Region annotation entries
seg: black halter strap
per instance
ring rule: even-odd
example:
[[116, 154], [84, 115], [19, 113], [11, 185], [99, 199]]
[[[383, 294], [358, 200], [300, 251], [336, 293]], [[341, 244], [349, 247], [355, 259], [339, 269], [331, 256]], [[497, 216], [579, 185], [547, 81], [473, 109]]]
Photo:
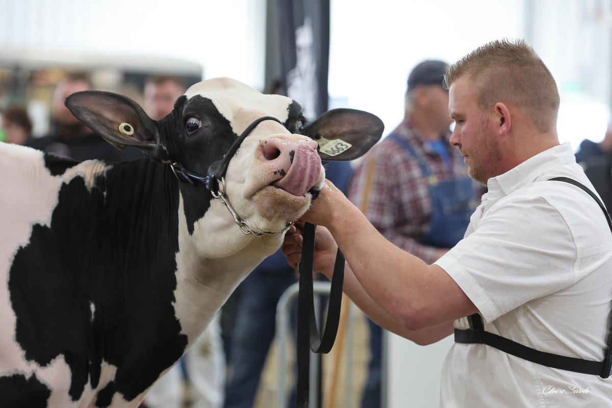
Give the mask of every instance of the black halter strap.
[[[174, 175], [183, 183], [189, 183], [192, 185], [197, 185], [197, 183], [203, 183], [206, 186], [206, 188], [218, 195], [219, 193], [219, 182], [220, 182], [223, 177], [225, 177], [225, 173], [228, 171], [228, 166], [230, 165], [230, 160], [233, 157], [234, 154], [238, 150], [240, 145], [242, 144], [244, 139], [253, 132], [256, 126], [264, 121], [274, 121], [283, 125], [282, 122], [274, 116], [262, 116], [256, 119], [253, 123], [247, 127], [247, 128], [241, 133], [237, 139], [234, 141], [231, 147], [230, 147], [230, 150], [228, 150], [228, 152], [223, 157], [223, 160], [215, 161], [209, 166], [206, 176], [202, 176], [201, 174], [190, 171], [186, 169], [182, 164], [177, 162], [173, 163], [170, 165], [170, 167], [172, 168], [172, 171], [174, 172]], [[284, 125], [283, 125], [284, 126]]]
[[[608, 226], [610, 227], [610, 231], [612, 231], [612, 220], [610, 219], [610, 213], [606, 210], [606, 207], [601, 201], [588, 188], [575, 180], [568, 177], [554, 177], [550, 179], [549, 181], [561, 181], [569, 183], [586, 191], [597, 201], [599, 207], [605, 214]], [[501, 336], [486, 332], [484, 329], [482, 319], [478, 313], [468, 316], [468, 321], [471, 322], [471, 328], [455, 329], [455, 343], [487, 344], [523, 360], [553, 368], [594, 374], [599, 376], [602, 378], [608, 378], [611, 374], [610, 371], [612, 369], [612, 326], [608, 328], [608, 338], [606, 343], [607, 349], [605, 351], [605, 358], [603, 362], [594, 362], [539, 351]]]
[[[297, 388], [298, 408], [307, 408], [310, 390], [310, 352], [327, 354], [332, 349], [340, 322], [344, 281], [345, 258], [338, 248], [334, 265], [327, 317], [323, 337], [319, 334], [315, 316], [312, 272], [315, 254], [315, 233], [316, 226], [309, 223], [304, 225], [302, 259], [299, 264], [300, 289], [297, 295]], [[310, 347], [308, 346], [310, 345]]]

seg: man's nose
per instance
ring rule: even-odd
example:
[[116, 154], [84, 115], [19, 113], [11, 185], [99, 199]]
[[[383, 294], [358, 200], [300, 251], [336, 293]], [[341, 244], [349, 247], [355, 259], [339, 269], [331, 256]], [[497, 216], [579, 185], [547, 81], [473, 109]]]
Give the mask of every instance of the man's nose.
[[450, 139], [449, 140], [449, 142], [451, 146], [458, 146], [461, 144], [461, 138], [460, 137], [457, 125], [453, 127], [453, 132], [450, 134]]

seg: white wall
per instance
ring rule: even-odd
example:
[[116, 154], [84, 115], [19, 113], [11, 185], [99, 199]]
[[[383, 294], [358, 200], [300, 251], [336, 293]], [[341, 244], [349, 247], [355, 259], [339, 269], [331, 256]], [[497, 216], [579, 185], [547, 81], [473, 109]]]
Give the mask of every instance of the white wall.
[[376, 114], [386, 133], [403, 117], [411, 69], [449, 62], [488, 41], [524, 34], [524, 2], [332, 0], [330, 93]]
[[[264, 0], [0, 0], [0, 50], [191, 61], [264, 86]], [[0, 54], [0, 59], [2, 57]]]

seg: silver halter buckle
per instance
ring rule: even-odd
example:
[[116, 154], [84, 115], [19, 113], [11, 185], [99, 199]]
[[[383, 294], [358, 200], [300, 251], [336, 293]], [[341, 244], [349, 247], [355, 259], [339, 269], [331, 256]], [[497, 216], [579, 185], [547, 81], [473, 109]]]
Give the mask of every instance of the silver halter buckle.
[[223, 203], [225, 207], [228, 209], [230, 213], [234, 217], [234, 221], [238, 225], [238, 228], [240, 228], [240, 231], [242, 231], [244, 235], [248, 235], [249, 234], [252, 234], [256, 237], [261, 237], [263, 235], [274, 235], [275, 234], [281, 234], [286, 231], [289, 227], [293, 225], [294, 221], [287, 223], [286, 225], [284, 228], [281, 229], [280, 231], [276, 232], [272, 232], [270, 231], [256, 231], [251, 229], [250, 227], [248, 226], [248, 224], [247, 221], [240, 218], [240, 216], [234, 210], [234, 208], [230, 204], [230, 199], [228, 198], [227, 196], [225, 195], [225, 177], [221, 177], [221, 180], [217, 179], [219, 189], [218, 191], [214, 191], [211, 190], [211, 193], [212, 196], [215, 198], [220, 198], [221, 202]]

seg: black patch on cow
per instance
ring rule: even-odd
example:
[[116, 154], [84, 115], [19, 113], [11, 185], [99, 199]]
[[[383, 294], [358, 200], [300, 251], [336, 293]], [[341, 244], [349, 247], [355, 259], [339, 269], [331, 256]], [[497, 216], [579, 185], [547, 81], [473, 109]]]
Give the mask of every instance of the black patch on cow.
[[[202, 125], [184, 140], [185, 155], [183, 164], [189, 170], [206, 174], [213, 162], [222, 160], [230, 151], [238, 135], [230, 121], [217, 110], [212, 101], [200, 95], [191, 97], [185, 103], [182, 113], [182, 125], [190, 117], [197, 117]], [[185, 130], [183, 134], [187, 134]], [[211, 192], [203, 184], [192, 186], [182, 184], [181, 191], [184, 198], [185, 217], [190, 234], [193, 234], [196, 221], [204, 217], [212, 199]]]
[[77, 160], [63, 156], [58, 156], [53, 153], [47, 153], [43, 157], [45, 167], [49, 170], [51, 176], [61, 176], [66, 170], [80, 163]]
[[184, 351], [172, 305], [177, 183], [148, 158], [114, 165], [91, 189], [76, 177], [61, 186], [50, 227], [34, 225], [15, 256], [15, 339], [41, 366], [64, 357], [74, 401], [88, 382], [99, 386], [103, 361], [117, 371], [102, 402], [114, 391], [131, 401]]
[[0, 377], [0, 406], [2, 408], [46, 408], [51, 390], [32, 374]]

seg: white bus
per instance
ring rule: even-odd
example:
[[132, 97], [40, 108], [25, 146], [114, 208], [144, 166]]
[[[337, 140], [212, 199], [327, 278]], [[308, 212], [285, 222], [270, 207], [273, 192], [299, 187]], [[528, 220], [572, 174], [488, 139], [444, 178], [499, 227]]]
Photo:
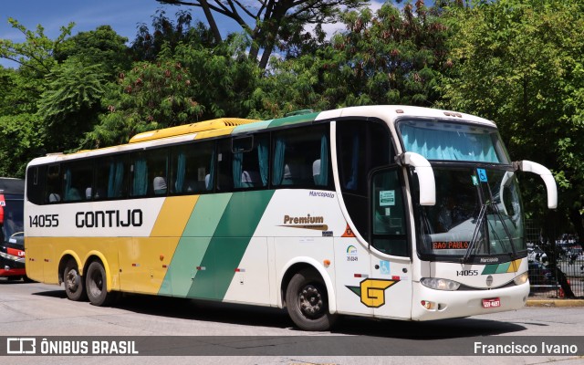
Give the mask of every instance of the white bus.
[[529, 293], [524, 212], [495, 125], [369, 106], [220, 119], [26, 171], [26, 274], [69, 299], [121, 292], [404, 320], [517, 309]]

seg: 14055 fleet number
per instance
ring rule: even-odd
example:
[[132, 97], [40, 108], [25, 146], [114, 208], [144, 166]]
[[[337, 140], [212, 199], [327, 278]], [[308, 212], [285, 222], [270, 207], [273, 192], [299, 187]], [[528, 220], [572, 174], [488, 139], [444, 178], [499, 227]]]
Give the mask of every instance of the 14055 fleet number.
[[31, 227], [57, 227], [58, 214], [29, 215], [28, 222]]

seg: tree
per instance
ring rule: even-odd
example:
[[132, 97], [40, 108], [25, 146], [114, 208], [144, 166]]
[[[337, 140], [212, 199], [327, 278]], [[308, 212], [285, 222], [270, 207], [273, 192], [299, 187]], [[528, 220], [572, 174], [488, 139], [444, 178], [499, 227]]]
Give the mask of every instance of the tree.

Task objective
Copy out every one of the entries above word for word, omitting the pictures.

Reply
seg: black halter strap
per instance
ring rule: even-odd
example:
[[116, 154], [84, 115], [19, 113], [11, 185], [99, 199]]
[[[383, 294], [358, 200], [300, 251], [336, 293]], [[341, 244], [349, 247], [355, 259], [339, 269], [331, 256]], [[497, 216], [579, 185], [547, 81], [473, 109]]]
Photo:
Give the mask of every instance of the black halter strap.
[[[174, 175], [183, 183], [189, 183], [192, 185], [197, 185], [197, 183], [203, 183], [206, 186], [206, 188], [218, 195], [219, 193], [219, 182], [220, 182], [223, 177], [225, 177], [225, 173], [228, 171], [228, 166], [230, 165], [230, 160], [233, 157], [234, 154], [238, 150], [240, 145], [242, 144], [244, 139], [253, 132], [256, 126], [264, 121], [274, 121], [283, 125], [282, 122], [274, 116], [262, 116], [256, 119], [253, 123], [247, 127], [247, 128], [241, 133], [237, 139], [234, 141], [231, 147], [230, 147], [230, 150], [228, 150], [228, 152], [223, 157], [223, 160], [215, 161], [209, 166], [206, 176], [202, 176], [201, 174], [190, 171], [186, 169], [182, 164], [177, 162], [173, 163], [170, 165], [170, 167], [172, 168], [172, 171], [174, 172]], [[284, 125], [283, 125], [284, 126]]]
[[[608, 226], [610, 227], [610, 231], [612, 231], [612, 220], [610, 219], [610, 213], [606, 210], [606, 207], [601, 201], [588, 188], [575, 180], [568, 177], [554, 177], [550, 179], [549, 181], [561, 181], [569, 183], [586, 191], [597, 201], [599, 207], [605, 214]], [[501, 336], [486, 332], [484, 329], [482, 319], [478, 313], [468, 316], [468, 321], [471, 322], [471, 328], [455, 329], [455, 343], [487, 344], [523, 360], [553, 368], [594, 374], [599, 376], [602, 378], [608, 378], [611, 374], [610, 371], [612, 369], [612, 326], [608, 328], [608, 338], [606, 343], [607, 349], [605, 351], [605, 358], [603, 362], [594, 362], [539, 351]]]
[[[297, 388], [298, 408], [307, 408], [310, 390], [310, 352], [327, 354], [332, 349], [340, 322], [344, 281], [345, 258], [338, 248], [334, 265], [327, 317], [323, 337], [319, 334], [315, 316], [312, 272], [315, 254], [315, 233], [316, 226], [309, 223], [304, 225], [302, 259], [299, 264], [300, 289], [297, 295]], [[310, 347], [308, 346], [310, 345]]]

seg: man's nose
per instance
ring rule: even-odd
example:
[[116, 154], [84, 115], [19, 113], [11, 185], [99, 199]]
[[[383, 294], [358, 200], [300, 251], [336, 293]], [[341, 244], [349, 247], [355, 259], [339, 269], [331, 256]], [[497, 216], [579, 185], [547, 81], [473, 109]]]
Give the mask of every instance of the man's nose.
[[450, 139], [449, 140], [449, 142], [451, 146], [458, 146], [461, 144], [461, 138], [460, 137], [457, 125], [453, 127], [453, 132], [450, 134]]

seg: white wall
per instance
ring rule: even-odd
example:
[[116, 154], [84, 115], [19, 113], [11, 185], [99, 199]]
[[[383, 294], [358, 200], [300, 251], [336, 293]], [[341, 244], [349, 247], [355, 259], [339, 269], [331, 256]], [[497, 216], [579, 185], [547, 81], [473, 109]]]
Give the mask of every instance of the white wall.
[[376, 114], [386, 133], [403, 117], [411, 69], [449, 62], [488, 41], [524, 34], [524, 2], [332, 0], [330, 93]]
[[[264, 0], [0, 0], [0, 50], [191, 61], [264, 86]], [[0, 54], [0, 59], [2, 57]]]

seg: silver halter buckle
per instance
ring rule: even-odd
example:
[[116, 154], [84, 115], [19, 113], [11, 185], [99, 199]]
[[[383, 294], [358, 200], [300, 251], [336, 293]], [[341, 244], [349, 247], [355, 259], [339, 269], [331, 256]], [[497, 216], [579, 185], [547, 81], [473, 109]]]
Give the mask of every instance of the silver halter buckle.
[[223, 203], [225, 207], [228, 209], [230, 213], [234, 217], [234, 221], [238, 225], [238, 228], [240, 228], [240, 231], [242, 231], [244, 235], [248, 235], [249, 234], [252, 234], [256, 237], [261, 237], [263, 235], [274, 235], [275, 234], [281, 234], [286, 231], [289, 227], [293, 225], [294, 221], [287, 223], [286, 225], [284, 228], [281, 229], [280, 231], [276, 232], [272, 232], [270, 231], [256, 231], [251, 229], [250, 227], [248, 226], [248, 224], [247, 221], [240, 218], [240, 216], [234, 210], [234, 208], [230, 204], [230, 199], [228, 198], [227, 196], [225, 195], [225, 177], [221, 177], [221, 180], [217, 179], [219, 189], [218, 191], [214, 191], [211, 190], [211, 193], [212, 196], [215, 198], [220, 198], [221, 202]]

seg: black patch on cow
per instance
ring rule: even-odd
example:
[[116, 154], [84, 115], [19, 113], [11, 185], [99, 199]]
[[[383, 294], [358, 200], [300, 251], [336, 293]], [[341, 244], [349, 247], [355, 259], [339, 269], [331, 256]], [[497, 216], [579, 185], [547, 81], [473, 109]]]
Give the mask of every instance of the black patch on cow.
[[[202, 125], [184, 140], [185, 155], [183, 164], [189, 170], [206, 174], [213, 162], [222, 160], [230, 151], [238, 135], [230, 121], [217, 110], [212, 101], [200, 95], [191, 97], [185, 103], [182, 113], [182, 125], [190, 117], [197, 117]], [[185, 130], [183, 134], [187, 134]], [[211, 192], [203, 184], [192, 186], [182, 184], [181, 191], [184, 198], [185, 217], [190, 234], [193, 234], [196, 221], [204, 217], [212, 199]]]
[[77, 160], [63, 156], [58, 156], [53, 153], [47, 153], [43, 157], [45, 167], [49, 170], [51, 176], [61, 176], [66, 170], [80, 163]]
[[184, 351], [172, 305], [177, 183], [148, 158], [114, 165], [91, 189], [76, 177], [61, 186], [50, 227], [34, 225], [15, 256], [15, 339], [41, 366], [64, 357], [74, 401], [88, 382], [99, 386], [103, 361], [117, 371], [102, 402], [114, 391], [131, 401]]
[[0, 377], [0, 406], [2, 408], [46, 408], [51, 390], [32, 374]]

seg: white bus
per instance
ring rule: even-odd
example:
[[132, 97], [40, 108], [25, 146], [114, 208], [144, 166]]
[[[337, 140], [212, 199], [327, 278]], [[308, 212], [285, 222], [270, 207], [273, 192], [299, 187]], [[528, 220], [572, 174], [488, 139], [444, 178], [499, 227]]]
Photo:
Give the mask of every instance of the white bus.
[[529, 293], [524, 212], [495, 125], [369, 106], [220, 119], [26, 171], [26, 274], [69, 299], [121, 292], [404, 320], [517, 309]]

seg: 14055 fleet number
per instance
ring rule: even-odd
example:
[[132, 97], [40, 108], [25, 146], [114, 208], [144, 166]]
[[[337, 140], [212, 199], [327, 278]], [[308, 212], [285, 222], [270, 207], [273, 192], [299, 187]], [[528, 220], [572, 174], [488, 139], [444, 178], [499, 227]]]
Give the mask of every instance of the 14055 fleet number.
[[31, 227], [57, 227], [58, 214], [29, 215], [28, 222]]

seg: tree
per instance
ring rule: even-odd
example:
[[132, 97], [40, 108], [25, 146], [114, 208], [144, 166]]
[[[337, 140], [212, 199], [327, 278]], [[308, 212], [285, 222], [270, 207], [273, 192], [299, 187]], [[528, 220], [572, 174], [488, 139], [444, 178], [499, 227]]]
Give the mask of every instance of the tree.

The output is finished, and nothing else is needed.